Work to be completed: Rewrite all of the lines below, keeping every request line, and shift each bounding-box coordinate up by 37. Leave out the pictures.
**** Excerpted data
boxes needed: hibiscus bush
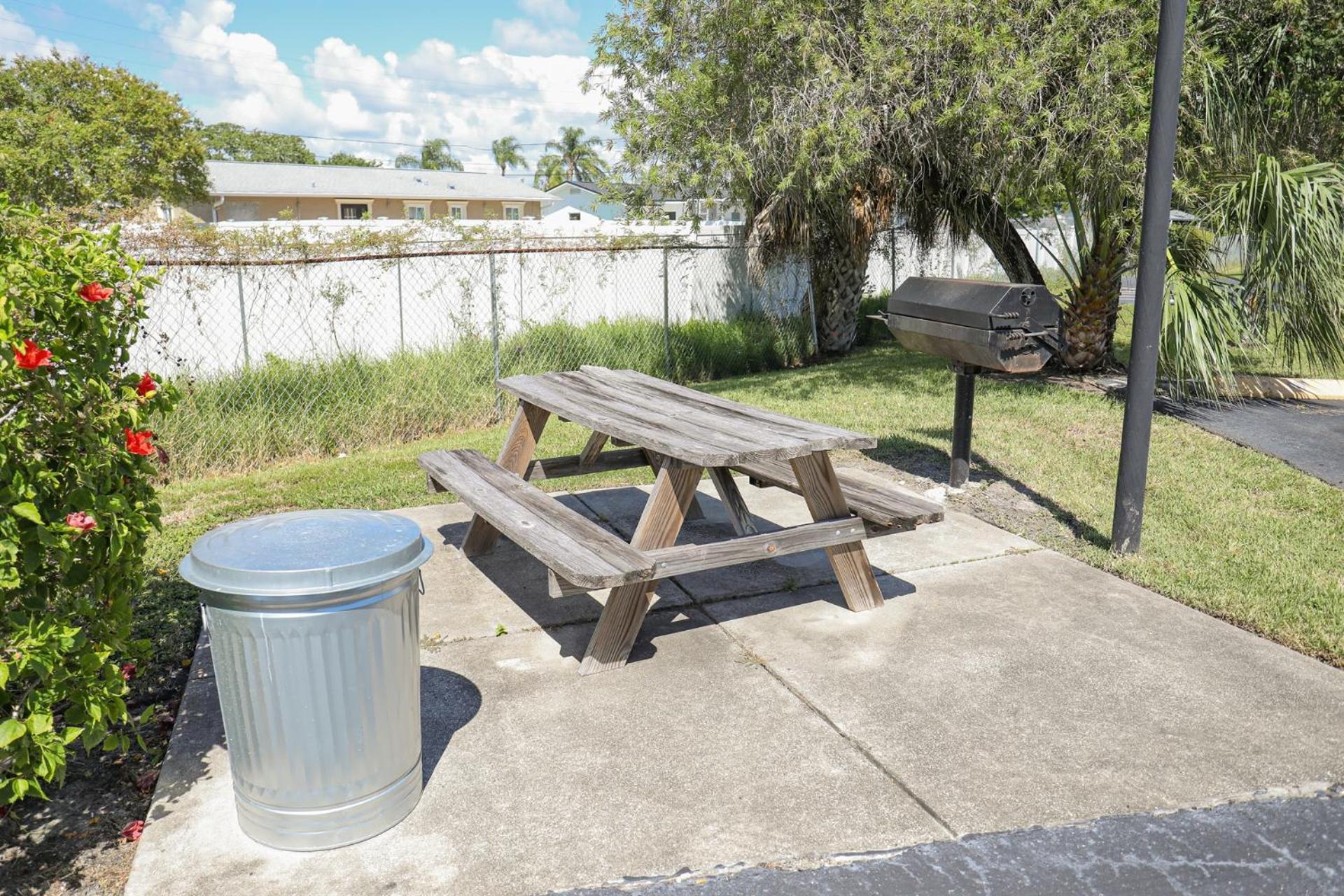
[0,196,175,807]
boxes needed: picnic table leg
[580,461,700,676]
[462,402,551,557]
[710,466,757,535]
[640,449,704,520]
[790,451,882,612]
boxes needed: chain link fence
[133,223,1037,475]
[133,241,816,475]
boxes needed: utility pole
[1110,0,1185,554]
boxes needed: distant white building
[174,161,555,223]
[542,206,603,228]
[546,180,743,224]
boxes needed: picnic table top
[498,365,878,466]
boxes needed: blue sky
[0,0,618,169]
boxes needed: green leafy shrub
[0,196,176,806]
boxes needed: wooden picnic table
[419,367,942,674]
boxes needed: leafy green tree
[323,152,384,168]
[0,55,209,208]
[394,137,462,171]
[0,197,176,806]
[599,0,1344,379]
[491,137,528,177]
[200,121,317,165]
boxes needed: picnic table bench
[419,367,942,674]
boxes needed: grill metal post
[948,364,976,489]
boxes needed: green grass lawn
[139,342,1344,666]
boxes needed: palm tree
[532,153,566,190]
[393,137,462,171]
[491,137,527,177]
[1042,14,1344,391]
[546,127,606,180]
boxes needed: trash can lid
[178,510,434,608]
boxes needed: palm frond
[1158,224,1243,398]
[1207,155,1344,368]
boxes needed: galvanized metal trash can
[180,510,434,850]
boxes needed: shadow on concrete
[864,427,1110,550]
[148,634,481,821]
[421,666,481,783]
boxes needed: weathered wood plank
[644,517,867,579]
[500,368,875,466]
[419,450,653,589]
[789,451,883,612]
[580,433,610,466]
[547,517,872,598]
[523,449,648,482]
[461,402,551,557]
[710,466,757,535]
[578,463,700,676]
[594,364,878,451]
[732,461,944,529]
********
Written response:
boxes needed: hibiscus bush
[37,233,212,844]
boxes needed: picnic table leg
[617,498,737,713]
[499,439,588,594]
[747,503,794,572]
[677,486,741,557]
[827,488,919,649]
boxes needed: chain link fence
[170,260,1074,512]
[170,278,853,512]
boxes needed: utility pole
[1147,37,1222,591]
boxes needed: distant white building
[211,198,592,260]
[579,243,640,265]
[583,217,780,261]
boxes needed: picnic table top
[535,402,915,503]
boxes needed: blue sky
[37,37,655,206]
boxes needed: green leafy shrub
[37,233,213,843]
boxes needed: wooden picnic table
[456,404,979,711]
boxes needed: leafy green tree
[360,189,421,205]
[37,92,246,245]
[431,174,499,208]
[37,234,213,843]
[636,37,1381,416]
[528,174,565,214]
[237,158,354,202]
boxes needed: picnic table bench
[456,404,979,711]
boxes needed: grill metal post
[985,401,1013,526]
boxes needed: green grass lawn
[176,379,1381,703]
boxes needed: palm tree
[569,190,603,227]
[430,174,499,208]
[528,174,564,214]
[1079,51,1381,428]
[583,164,643,217]
boxes needed: trash can lid
[215,547,471,645]
boxes needed: palm frond
[1195,261,1280,435]
[1244,192,1381,405]
boxes needed: galvanized metal trash can
[217,547,471,887]
boxes needed: shadow on concrete
[901,464,1147,587]
[185,671,518,858]
[458,703,518,820]
boxes needed: weathered wood plank
[681,554,904,616]
[537,405,912,503]
[456,487,690,626]
[826,488,920,649]
[617,470,647,503]
[584,554,909,635]
[560,486,685,519]
[498,439,588,594]
[747,503,794,572]
[615,500,737,713]
[631,401,915,488]
[769,498,981,566]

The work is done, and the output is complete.